● **PROMPT 1**: In the commission decision, when did the respondent's attorney retract the statement from his June 23 email?
● **PROMPT 2**: Write out the commission decision word for word from "The complainant also asserts in" to "in the record.".

● **PAGE TEXT**:

______

The complainant asserts that Jensen had, in January 2004, given her permission to do this. The administrative law judge did not credit this assertion and the commission has found no reason in the record to overturn this credibility determination.

The complainant also asserts that pretext is demonstrated by the fact that loan originators in other offices were permitted to receive business mail at their homes. However, the record shows that these loan originators were working out of their homes after their offices had been closed, and were receiving business mail at their homes with the full knowledge and consent of the respondent.

Finally, the complainant asserts that an email statement on June 23, the day before her discharge meeting, by one of the respondent's attorneys to the effect that she had "been released" establishes pretext. Three facts, however, suggest that this email statement was more likely the result of misinformation or mistake, and a final discharge decision had not yet been reached. First, the respondent and complainant were scheduled to meet on June 24. In addition, during this June 24 meeting, the complainant was given an opportunity to explain the mail forwarding orders, and Jensen and Steinman met privately to consult with counsel before informing the complainant she had been discharged. Finally, early on June 24, the respondent's attorney retracted the statement he had made in his June 23 email. However, even if the respondent had already made the discharge decision and the purpose of the June 24 meeting was simply to communicate it to the complainant, this does not establish pretext. The respondent had in its possession early on June 23 the written forwarding requests which it had obtained from the postal service, and these written requests indicate they had been completed by the complainant, actions reasonably considered by the respondent to be unacceptable and as justifying the complainant's discharge.

The complainant asserts in her petition that the respondent was aware prior to June 23 that she was receiving business mail at her home address, and offers witness Kym Peterson's testimony in support. However, Kym Peterson testified only (see page 22 of summary of proceedings) that complainant "brought in a stack of company mail" on or around June 23 "and said she had received it at home;" had not told her prior to June 23 that "she had received GMACM mail at her home;" and, prior to June 23, had "never said GMACM mail was delivered to her home address."

The complainant also asserts in her petition that Bill Quigley had his mail going to "his home address, GMA Plant office, and the Woodgate Office." However, this is not in the record.

The record does not establish a connection between the complainant's sex or fair employment activities and her discharge.

______

(Recorded data)
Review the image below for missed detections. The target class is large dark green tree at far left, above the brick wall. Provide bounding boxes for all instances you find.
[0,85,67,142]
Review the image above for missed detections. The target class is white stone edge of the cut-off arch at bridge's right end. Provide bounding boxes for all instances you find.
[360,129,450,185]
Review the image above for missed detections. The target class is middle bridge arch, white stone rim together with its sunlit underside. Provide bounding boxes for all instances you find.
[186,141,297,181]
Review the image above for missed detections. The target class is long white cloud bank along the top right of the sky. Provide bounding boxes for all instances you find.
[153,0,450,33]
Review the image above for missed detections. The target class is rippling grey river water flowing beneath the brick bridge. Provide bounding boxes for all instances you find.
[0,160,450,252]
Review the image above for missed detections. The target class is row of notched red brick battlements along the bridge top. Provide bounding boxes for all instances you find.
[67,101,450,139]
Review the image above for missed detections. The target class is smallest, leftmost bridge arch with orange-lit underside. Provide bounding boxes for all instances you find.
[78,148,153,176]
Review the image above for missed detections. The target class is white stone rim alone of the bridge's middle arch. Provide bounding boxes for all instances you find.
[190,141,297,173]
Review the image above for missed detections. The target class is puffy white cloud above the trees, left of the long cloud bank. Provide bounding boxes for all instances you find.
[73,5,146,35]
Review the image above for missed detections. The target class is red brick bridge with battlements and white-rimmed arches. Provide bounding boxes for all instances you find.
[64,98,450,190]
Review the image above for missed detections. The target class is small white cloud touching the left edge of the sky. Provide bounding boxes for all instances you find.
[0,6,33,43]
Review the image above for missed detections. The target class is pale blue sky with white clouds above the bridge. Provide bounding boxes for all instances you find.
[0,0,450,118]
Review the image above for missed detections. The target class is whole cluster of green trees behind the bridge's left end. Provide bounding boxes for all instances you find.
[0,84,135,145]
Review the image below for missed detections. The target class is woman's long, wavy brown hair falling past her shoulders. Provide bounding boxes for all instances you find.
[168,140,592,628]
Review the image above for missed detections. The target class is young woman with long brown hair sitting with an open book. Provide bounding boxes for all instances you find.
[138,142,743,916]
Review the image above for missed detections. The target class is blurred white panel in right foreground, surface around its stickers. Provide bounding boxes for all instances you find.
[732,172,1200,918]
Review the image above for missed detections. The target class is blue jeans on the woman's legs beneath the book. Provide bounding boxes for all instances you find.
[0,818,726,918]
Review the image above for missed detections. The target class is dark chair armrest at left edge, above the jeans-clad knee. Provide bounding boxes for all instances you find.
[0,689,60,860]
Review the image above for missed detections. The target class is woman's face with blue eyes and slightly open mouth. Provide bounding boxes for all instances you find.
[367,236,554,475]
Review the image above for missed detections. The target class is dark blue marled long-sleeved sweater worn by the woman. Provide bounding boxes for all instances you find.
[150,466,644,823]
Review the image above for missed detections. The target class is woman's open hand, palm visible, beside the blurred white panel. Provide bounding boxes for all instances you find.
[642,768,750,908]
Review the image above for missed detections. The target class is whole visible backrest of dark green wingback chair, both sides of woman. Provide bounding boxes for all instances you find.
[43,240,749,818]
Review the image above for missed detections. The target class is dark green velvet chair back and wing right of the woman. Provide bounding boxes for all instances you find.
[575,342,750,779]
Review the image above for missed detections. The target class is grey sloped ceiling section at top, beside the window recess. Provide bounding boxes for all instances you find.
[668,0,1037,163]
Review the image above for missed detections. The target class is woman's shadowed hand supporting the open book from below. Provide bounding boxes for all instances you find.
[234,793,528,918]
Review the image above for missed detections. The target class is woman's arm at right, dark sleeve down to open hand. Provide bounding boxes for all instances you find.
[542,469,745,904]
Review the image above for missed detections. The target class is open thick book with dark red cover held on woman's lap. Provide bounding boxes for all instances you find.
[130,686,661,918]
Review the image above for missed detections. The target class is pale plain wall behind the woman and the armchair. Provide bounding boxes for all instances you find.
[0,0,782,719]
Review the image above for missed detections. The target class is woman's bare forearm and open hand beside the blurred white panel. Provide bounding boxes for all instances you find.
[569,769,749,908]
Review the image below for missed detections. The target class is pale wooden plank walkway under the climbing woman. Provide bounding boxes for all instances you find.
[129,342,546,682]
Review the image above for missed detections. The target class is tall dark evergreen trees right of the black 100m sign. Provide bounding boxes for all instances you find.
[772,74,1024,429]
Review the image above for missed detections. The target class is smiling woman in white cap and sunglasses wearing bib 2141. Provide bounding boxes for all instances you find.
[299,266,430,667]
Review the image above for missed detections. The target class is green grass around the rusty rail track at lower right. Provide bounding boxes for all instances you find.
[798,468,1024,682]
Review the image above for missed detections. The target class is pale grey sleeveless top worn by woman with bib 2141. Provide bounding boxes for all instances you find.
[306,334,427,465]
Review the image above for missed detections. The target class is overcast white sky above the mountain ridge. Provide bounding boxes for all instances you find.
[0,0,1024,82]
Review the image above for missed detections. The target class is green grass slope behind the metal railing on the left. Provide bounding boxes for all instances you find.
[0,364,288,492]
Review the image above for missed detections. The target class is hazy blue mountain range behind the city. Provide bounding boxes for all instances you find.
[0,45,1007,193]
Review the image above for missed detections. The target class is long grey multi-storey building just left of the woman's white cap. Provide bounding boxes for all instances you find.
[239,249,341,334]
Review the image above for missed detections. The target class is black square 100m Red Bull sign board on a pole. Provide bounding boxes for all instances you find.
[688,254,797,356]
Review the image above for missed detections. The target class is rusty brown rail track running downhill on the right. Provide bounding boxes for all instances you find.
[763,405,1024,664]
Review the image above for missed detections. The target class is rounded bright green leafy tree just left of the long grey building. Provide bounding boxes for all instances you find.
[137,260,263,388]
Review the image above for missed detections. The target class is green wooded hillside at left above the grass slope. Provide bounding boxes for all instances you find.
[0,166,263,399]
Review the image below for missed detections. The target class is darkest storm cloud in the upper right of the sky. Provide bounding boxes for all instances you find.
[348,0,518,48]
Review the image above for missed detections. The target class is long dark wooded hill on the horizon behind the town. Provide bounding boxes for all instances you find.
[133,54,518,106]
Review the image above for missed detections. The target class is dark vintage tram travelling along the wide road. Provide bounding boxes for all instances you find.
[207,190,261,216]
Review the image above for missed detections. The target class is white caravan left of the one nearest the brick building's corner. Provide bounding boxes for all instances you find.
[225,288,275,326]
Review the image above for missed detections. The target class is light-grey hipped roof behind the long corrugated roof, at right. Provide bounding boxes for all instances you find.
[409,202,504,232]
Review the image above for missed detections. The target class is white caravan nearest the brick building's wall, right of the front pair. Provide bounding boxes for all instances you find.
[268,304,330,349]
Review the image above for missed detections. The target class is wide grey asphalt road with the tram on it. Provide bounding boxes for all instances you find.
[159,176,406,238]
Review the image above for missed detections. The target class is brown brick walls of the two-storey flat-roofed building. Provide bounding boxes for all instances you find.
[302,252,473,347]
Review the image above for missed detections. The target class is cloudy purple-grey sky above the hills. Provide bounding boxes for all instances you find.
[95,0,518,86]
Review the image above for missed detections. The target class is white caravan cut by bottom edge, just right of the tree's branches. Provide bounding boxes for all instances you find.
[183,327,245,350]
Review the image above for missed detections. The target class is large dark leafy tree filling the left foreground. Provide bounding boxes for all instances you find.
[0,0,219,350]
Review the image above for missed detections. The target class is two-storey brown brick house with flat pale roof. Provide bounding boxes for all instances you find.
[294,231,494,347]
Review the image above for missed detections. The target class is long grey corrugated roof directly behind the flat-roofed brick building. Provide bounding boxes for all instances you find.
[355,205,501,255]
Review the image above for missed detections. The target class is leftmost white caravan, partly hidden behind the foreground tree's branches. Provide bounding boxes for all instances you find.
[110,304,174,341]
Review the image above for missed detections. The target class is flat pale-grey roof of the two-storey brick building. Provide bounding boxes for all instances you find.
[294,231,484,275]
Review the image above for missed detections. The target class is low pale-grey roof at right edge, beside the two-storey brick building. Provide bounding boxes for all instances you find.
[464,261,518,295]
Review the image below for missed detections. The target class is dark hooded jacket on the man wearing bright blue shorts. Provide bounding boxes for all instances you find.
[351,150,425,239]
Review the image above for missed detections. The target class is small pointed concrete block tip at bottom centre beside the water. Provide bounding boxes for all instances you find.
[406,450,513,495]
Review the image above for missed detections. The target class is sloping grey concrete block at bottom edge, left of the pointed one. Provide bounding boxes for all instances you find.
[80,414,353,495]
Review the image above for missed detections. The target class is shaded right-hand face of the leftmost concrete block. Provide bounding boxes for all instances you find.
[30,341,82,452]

______

● **TASK RESPONSE 1**: Early on June 24.

● **TASK RESPONSE 2**:
The complainant also asserts in her petition that Bill Quigley had his mail going to "his home address, GMA Plant office, and the Woodgate Office." However, this is not in the record.